**WHAT NEEDS TO BE DONE**
Only the lines from the one containing "For every instance of the black military" through the one containing "For every instance of the silver star" should be printed, exactly as they appear below, with both ends included.

**DATASET**
== Segment start ==

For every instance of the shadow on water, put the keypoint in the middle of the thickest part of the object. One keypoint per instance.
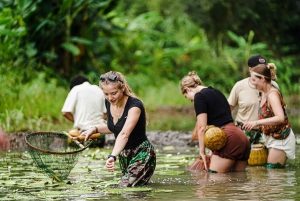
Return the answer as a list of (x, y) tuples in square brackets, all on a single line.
[(20, 179)]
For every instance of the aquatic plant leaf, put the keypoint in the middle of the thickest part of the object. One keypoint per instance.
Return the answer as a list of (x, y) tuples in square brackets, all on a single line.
[(169, 172)]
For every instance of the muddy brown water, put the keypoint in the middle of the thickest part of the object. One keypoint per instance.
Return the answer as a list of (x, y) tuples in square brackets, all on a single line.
[(20, 179)]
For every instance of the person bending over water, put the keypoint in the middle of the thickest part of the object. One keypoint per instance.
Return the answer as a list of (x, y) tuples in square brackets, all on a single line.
[(212, 108), (126, 118)]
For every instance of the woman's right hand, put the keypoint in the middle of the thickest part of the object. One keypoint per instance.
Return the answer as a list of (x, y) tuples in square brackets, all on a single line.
[(203, 156), (87, 133)]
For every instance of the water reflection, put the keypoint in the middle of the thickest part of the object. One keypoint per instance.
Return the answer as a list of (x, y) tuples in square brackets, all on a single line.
[(257, 183), (21, 180)]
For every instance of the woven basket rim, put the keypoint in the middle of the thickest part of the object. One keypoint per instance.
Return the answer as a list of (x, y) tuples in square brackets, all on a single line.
[(52, 152)]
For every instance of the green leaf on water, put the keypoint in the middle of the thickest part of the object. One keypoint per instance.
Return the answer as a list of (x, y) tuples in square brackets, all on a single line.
[(169, 172), (163, 191)]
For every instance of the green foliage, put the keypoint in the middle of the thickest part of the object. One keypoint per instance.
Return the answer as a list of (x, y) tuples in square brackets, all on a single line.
[(29, 105)]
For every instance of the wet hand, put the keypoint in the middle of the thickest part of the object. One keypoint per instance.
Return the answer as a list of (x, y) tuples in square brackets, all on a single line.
[(87, 133), (203, 156), (249, 125), (110, 164)]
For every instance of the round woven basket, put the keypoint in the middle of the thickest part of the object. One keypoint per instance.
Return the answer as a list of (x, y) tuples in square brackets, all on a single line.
[(214, 138), (258, 155)]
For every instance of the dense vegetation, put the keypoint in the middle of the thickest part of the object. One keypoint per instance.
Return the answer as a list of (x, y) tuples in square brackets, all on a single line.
[(43, 43)]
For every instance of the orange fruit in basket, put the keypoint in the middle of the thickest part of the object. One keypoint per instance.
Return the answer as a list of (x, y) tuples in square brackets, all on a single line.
[(74, 132), (214, 138), (258, 155)]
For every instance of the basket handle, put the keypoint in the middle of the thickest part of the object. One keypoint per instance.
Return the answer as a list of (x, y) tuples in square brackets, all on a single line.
[(82, 137), (76, 141)]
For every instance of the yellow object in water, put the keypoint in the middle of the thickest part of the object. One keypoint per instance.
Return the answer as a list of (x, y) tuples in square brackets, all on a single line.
[(258, 155), (214, 138)]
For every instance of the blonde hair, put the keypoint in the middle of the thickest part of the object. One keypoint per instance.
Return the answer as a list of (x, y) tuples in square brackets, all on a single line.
[(266, 70), (191, 80), (119, 84)]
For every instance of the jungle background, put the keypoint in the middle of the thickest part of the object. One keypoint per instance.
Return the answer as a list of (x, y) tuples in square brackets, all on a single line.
[(44, 43)]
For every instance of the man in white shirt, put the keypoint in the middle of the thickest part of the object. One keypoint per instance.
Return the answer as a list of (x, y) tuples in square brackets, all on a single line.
[(85, 106)]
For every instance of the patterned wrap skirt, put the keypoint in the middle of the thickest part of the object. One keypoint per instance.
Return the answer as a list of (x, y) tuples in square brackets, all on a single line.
[(137, 165)]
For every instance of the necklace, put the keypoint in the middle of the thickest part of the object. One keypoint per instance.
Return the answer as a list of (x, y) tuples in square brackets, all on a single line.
[(119, 111)]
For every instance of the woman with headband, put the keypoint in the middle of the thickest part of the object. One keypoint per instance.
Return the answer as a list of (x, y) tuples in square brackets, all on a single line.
[(277, 133), (126, 118), (212, 108)]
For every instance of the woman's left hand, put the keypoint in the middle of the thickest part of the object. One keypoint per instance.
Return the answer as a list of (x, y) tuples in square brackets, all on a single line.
[(110, 164), (249, 125)]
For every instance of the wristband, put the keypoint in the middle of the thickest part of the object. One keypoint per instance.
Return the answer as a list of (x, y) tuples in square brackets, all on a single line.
[(95, 128), (112, 156)]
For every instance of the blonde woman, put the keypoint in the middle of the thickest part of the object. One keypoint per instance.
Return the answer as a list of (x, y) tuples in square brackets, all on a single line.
[(126, 119), (212, 108), (277, 133)]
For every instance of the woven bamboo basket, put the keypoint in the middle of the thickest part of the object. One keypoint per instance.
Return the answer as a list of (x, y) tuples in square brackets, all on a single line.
[(258, 155), (214, 138)]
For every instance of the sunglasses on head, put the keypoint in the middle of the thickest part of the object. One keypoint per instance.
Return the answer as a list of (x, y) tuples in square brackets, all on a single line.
[(111, 78)]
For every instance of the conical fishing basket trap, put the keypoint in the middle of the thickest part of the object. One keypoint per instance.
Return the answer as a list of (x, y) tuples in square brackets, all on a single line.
[(214, 138), (55, 153), (258, 155)]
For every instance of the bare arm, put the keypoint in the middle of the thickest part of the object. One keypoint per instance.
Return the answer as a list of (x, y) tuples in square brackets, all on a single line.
[(278, 118), (132, 119), (201, 126), (68, 115), (122, 139)]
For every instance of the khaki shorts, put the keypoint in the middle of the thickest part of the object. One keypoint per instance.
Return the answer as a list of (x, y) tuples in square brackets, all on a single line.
[(237, 147)]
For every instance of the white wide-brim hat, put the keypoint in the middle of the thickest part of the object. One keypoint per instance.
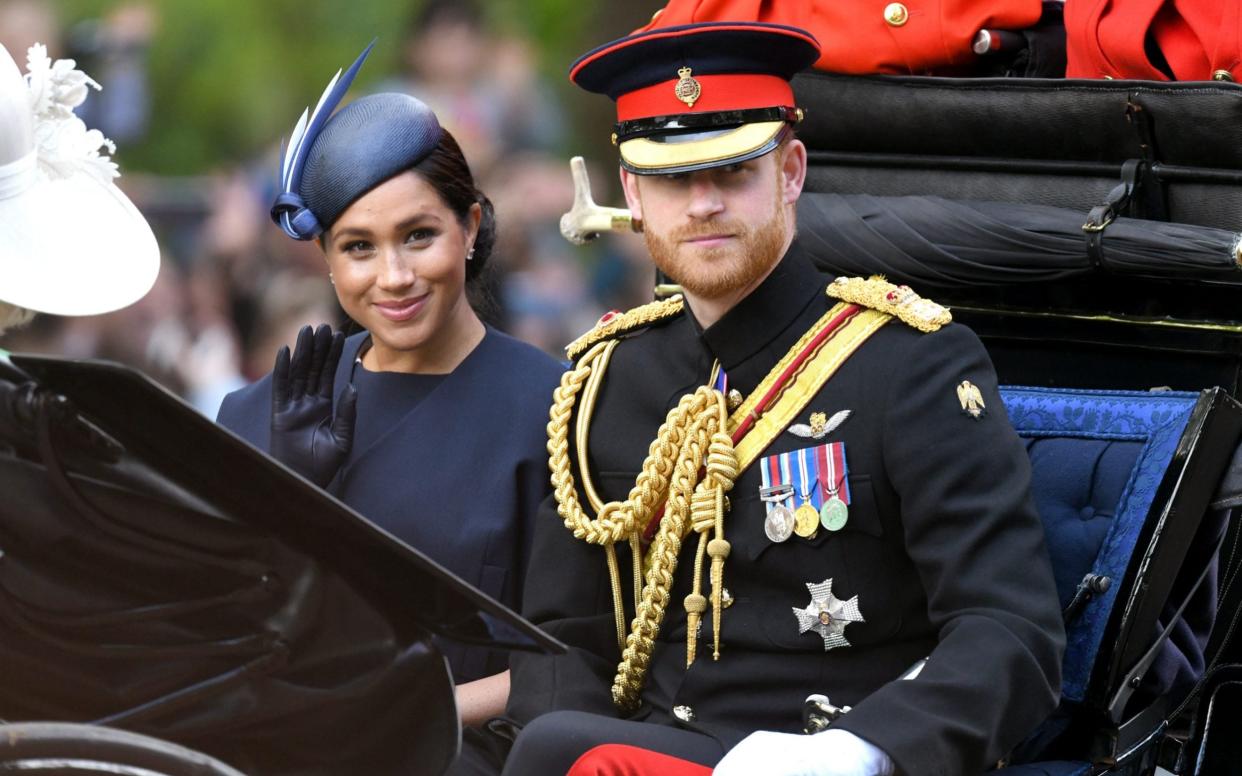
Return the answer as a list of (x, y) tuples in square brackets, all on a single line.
[(71, 242)]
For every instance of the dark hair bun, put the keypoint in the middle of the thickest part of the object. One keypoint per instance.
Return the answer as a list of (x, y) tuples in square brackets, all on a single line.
[(445, 168)]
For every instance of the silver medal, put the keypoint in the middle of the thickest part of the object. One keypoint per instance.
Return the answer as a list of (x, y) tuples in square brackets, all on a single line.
[(779, 523), (827, 615)]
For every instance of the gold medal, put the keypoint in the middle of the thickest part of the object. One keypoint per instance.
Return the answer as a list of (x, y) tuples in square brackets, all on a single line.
[(806, 520)]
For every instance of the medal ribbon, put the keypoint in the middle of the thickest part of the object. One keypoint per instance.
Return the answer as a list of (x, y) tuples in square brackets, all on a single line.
[(794, 381), (831, 458)]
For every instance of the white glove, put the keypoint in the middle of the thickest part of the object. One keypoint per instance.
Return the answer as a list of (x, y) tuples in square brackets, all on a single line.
[(832, 753)]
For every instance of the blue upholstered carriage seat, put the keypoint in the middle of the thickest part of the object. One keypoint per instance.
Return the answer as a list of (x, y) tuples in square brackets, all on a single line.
[(1097, 460)]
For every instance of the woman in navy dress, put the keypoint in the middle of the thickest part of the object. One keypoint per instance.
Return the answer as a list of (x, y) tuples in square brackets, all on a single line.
[(429, 422)]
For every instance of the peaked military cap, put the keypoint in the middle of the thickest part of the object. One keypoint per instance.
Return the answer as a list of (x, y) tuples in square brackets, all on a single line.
[(698, 96)]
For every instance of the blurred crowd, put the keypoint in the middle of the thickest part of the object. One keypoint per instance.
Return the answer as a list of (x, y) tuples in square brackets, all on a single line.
[(232, 288)]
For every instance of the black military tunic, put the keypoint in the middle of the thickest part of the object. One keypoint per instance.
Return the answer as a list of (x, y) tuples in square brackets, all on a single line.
[(943, 549)]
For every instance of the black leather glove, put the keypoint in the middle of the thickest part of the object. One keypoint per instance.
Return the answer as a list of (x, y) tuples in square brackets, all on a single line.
[(306, 437)]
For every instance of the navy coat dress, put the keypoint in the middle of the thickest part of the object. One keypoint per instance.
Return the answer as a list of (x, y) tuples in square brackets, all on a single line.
[(452, 464)]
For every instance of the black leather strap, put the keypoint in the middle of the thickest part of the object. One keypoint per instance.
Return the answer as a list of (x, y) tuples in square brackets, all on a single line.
[(1104, 214)]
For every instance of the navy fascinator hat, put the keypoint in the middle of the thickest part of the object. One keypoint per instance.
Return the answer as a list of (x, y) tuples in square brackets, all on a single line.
[(333, 159)]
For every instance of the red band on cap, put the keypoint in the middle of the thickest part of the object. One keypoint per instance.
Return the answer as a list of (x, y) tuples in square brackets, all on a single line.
[(722, 92)]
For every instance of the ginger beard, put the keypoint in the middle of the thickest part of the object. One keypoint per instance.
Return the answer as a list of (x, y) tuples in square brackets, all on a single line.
[(714, 272)]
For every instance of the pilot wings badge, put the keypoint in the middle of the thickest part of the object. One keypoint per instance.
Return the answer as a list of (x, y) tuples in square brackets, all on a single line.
[(821, 425), (971, 400)]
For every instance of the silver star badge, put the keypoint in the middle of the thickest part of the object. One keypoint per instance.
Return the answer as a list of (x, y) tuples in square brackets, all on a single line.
[(820, 426), (827, 615)]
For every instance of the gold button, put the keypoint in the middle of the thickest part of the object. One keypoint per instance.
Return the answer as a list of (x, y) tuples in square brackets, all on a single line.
[(896, 14)]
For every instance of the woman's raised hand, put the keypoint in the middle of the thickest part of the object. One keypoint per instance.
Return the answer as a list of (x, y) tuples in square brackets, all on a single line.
[(306, 437)]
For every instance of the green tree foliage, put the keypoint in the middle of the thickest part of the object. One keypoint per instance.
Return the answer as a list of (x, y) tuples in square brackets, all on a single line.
[(229, 77)]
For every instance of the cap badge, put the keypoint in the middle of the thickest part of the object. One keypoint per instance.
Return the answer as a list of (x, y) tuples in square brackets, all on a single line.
[(687, 90)]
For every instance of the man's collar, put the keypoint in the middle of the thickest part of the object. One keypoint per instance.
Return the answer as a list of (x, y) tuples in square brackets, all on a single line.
[(768, 311)]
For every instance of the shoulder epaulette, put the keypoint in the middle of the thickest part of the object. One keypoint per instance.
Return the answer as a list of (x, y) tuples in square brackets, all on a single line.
[(615, 323), (897, 301)]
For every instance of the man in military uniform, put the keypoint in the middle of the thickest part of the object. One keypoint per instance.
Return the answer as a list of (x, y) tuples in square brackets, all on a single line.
[(814, 481)]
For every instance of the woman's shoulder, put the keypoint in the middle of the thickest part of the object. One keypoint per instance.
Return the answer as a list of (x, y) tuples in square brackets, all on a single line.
[(529, 363), (247, 410)]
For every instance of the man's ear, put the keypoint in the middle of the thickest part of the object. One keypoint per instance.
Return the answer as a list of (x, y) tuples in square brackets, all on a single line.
[(793, 170), (630, 185)]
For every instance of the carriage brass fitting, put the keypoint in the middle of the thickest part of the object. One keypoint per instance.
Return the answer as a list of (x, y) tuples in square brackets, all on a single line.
[(819, 713), (586, 220)]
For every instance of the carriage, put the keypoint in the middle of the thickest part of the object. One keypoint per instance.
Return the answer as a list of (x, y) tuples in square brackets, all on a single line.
[(1065, 243)]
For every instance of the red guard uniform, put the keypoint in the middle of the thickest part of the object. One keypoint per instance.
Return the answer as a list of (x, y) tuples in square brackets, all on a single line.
[(1199, 40), (872, 36)]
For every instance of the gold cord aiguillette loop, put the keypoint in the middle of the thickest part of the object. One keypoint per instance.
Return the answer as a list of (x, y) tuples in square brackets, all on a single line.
[(673, 474)]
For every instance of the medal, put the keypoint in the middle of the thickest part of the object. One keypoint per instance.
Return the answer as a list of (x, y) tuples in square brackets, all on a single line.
[(779, 523), (835, 513), (806, 520), (807, 517), (831, 464)]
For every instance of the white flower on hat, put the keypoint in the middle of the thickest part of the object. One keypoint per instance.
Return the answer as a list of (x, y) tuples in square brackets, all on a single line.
[(65, 145), (54, 173)]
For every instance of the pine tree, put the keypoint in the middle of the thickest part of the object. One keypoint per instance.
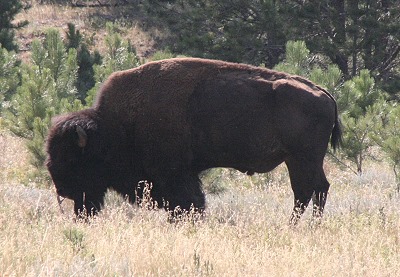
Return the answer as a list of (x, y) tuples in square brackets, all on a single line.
[(47, 88), (120, 55), (8, 10), (9, 75), (86, 60)]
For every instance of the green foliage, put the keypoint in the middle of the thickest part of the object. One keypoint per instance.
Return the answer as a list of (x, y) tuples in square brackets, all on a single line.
[(362, 105), (9, 75), (120, 55), (299, 61), (86, 60), (162, 55), (388, 138), (239, 31), (47, 88)]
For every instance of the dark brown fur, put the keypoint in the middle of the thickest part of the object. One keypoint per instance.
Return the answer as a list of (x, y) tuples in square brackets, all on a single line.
[(166, 121)]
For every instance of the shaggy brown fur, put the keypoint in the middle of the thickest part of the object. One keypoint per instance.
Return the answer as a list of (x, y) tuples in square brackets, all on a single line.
[(166, 121)]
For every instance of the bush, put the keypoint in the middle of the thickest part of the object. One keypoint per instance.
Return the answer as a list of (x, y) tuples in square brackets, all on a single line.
[(47, 88)]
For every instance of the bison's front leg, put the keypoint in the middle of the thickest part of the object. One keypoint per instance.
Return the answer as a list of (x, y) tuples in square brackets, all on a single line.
[(88, 204)]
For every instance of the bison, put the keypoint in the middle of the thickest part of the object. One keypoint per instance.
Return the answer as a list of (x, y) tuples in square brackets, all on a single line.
[(167, 121)]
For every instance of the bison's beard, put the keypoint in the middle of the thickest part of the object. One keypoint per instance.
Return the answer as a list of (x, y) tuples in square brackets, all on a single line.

== Segment end ==

**TASK ANSWER**
For every instance of the black military tunic, put the keypoint in the middle of the thickest part of the object. One keypoint per instance.
Return the answer as a list of (x, y) tuples in square brackets, all on a single line.
[(943, 549)]
For every instance of the black leather glove, put the keypoint in the middle of the thickest part of the object. One keypoint per instance.
Return the answer as a list of (x, y) tuples in square brackets, all on a single line.
[(306, 437)]
For every instance of the navy coat dress, put the keypoint in the middle of the thickest part of the object. One keypoint per instance.
Return the answer as a list of (x, y) tuples in square brackets, all on a single line.
[(452, 464)]
For every instance of the black leather strap, put the keypoint in the middle of the thickest part of the object. One keypoint per instance.
Return the answer as a list of (x, y) tuples in square brackets, all on a single line.
[(1104, 214)]
For every instance of the navy fascinator hat, put the keypoint in the middle of the thickest part of the object. One keypoint per instance.
Return the answer as a list of (x, y) tuples in square brackets, all on a single line.
[(333, 159)]
For every instance of the red band on cap, put the keypoint in the middle of the thickest part of the object. One keypoint per instance.
Return the answer as a list of (x, y) tuples in square brackets, all on a single line.
[(722, 92)]
For every instance of the ginger beard, put the keypoint in the middle of the thickest part of the object. One keypoint per instance.
Return the answer as a list of (x, y) tuples in square brackets, all on a single line.
[(714, 272)]
For every instance of the pilot wings badge, put the keypoint in the middle of the thickest part of the object. One keypoint per instance.
Return the answer as a list of (x, y) tuples in square brackets, all on a single line.
[(821, 425), (971, 400)]
For every instance of the silver star badge, put the keypoint in the middle of the thickest part of the object. One keypoint per instance.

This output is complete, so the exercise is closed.